## Supplied text:
Logo, invented and developed by the team at Drumond Park, has now been selling well for four years.

It is based on favourite brands, products and general knowledge. Here is one question by way of an example:

Q Think of products named after birds

1 Matches

2 Cider

3 Chocolate bar

4 Toilet cleaner

Answers

1 Swan

2 Woodpecker

3 Penguin

4 Duck

This year too there is a new game climbing the sales charts, Logo Billionaire. “It doesn’t have questions,” said John. “It is closer to Monopoly, involving buying and selling famous brands.”

Logo 2 is already on the way, for next year, as well as other (yet un-named) games which are still under wraps. Games are launched to the trade at the Iternational Toy Fair at Olympia at the end of January.

Drumond Park is based in Ipswich and in Edinburgh where founders Sandy Duncan and Claire McColl live. “I go up to see them every fortnight,” John said, “We work very well together.”

It is a very seasonal business. John Mariani said: “We sell 80% of our games in October, November and December. And we spend a seven figure sum on television advertising. You have to be on televsion these days.

“We are very successful in this country but we are doing very well abroad too. Logo is number one in the USA. It is a game that young and old can play together, so it is great for families.

“It is in 18 countries so far. We are now working on the Scandinavian editions and planning for Brazil,Argentia and Mexico.

“We get a lot of lovely letters and emails from people who say they have enjoyed playing our games. We have had seven years of growth during the hard times out there.

“Perhaps people have been staying home and playing more games together? Our staff have worked very hard the past few weeks and deserve time off with their own families.”

The games are made in Europe and the Far East, and the logistics of getting them here and then to the shops is the responsibility of Adrian Hatcher, head of logistics and finance.

Adrian sees over the sales team of Emily Bibbings, Lawrence Smith and Zara Grant who in turn take care of the sales directors and sales agents from all over the UK.

Around 1.2million board games are sold by Drumond Park every year and have to be transported here, and delivered to retailers, in good time to be sold. Imagine a convoy of 200 20ft containers end to end...

Locally educated John Mariani has a background in board games that goes back to Trivial Pursuit and the Really Nasty Horseracing Game.

His first job in board games was writing questions for the Italian edition of Trivual Pursuit.

He explained: “I had played Trivial Pursuit in the USA, while I was working there, for Rolex. When I heard someone was needed to write Italian questions, I thought, I can do that. I went on to become European editor, responsible for finding people to write questions in every country.

## What to produce:
List every person named in the article on Drumond Park, giving each by full name.

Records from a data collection
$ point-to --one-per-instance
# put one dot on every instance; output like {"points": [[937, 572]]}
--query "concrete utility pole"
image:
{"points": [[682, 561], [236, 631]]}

## Answer to this problem:
John Mariani
Sandy Duncan
Claire McColl
Adrian Hatcher
Emily Bibbings
Lawrence Smith
Zara Grant